--- Assignment ---
Find the word "woman" in the listing. Copy out each line where it occurs.

□ □ □ □ □ □ □

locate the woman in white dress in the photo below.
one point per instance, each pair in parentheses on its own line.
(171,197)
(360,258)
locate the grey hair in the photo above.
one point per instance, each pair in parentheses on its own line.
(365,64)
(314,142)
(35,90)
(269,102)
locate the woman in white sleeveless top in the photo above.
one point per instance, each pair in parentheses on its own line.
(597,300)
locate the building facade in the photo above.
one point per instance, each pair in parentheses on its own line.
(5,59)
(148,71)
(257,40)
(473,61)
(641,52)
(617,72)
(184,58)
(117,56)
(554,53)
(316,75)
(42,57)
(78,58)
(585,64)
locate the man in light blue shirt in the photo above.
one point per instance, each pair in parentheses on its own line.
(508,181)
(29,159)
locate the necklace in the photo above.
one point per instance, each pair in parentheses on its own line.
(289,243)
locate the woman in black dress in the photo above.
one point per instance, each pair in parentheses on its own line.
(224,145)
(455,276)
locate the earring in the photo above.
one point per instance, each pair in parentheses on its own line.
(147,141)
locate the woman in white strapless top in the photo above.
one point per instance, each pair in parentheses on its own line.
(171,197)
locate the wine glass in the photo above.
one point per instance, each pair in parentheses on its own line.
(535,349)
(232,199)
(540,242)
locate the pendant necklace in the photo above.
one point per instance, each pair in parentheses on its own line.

□ □ □ □ □ □ □

--- Expected answer ---
locate the woman in white dress in the photo below.
locate the woman in white sleeveless top in the photo above.
locate the woman in black dress in the photo above.
locate the woman in white strapless top in the photo above.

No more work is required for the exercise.